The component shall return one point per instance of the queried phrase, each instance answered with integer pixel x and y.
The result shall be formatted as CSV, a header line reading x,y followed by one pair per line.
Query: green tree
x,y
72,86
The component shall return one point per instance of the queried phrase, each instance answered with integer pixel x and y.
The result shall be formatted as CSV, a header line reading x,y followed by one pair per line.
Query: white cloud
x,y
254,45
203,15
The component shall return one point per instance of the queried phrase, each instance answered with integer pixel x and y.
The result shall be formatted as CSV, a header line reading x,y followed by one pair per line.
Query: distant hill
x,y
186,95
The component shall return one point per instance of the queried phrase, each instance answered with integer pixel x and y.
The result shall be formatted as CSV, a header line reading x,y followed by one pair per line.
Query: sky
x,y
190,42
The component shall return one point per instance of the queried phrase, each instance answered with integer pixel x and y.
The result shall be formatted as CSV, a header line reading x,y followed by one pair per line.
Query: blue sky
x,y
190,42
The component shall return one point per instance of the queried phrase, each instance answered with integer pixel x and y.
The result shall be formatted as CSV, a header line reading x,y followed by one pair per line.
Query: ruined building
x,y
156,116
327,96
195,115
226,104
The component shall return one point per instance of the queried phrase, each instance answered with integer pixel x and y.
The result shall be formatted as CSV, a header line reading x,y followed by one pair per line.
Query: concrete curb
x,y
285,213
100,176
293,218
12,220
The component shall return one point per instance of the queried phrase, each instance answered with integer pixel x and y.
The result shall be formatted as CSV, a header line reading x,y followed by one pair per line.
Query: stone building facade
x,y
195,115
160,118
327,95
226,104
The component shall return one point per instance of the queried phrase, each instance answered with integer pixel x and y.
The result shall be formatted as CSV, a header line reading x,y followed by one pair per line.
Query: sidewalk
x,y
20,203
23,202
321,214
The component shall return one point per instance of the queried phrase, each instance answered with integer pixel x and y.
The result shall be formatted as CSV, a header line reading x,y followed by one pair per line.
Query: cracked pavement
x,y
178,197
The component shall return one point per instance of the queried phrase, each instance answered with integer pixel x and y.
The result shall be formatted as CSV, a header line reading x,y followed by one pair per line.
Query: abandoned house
+ + + + + + +
[WHAT TO PRODUCE] Output all of the listing exactly as written.

[EXPECTED OUTPUT]
The component shall return one point per instance of the queried phrase, each instance answered with integer pixel x and y.
The result shall be formatted as CSV, a header line reading x,y followed by one pair per line.
Query: green tree
x,y
72,86
The component shall return one point per instance of the queried phrase, each instance answered with integer pixel x and y.
The result shall be formatted as CSV, a header line reading x,y followed by one pair per line.
Query: white cloud
x,y
254,45
203,15
The component shall return one point per instance of the queried phrase, each instance answered with integer pixel x and y.
The result shall be formatted as CSV, a header line reading x,y followed by one pair per line.
Query: distant hill
x,y
186,95
The component shall return one point per instance of the queried phrase, each instance answered with integer pixel x and y.
The result shall be formatted as CSV, a header line reading x,y followed by one pair per line.
Query: sky
x,y
190,42
The component shall return one point per instance of the queried phrase, each instance answered with integer pixel x and y.
The result shall be formatted as CSV, a header line reading x,y followed by one pair per line.
Query: blue sky
x,y
190,42
The component shall return one point per instance of the queried phrase, each instance answered with integer pixel x and y.
The result shall be formatted as CSV, a header line reading x,y followed by one pair per line.
Query: ruined building
x,y
156,116
327,96
195,115
226,104
The component shall return one point per instance of the queried phrase, each instance answered with integer pixel x and y.
The result shall be formatted as CSV, a header line reading x,y followed by one pair per line.
Query: concrete curb
x,y
285,213
100,176
293,218
12,220
The component shall return one point per instance of the queried phrase, each instance answered with integer pixel x and y.
The result shall be formatted as CSV, a header line reading x,y followed by one pair per line.
Query: stone building facade
x,y
195,115
160,118
327,95
226,104
The component shall return one point per instance of the queried phrase, each instance answered with integer pixel x and y.
The result shall be formatted as CSV, a header line reading x,y followed by one pair per line.
Query: sidewalk
x,y
20,203
23,202
321,214
The component shall return one point per instance of the queried phrase, each instance answered with integer pixel x and y.
The result shall be formatted as CSV, a header line reading x,y followed by one pair per line.
Query: cracked pavement
x,y
178,197
The component shall return one point per instance of the queried phrase, each instance answered with integer pixel x and y.
The result shall be formatted as CSV, a header line reading x,y followed by one pair per line.
Query: abandoned house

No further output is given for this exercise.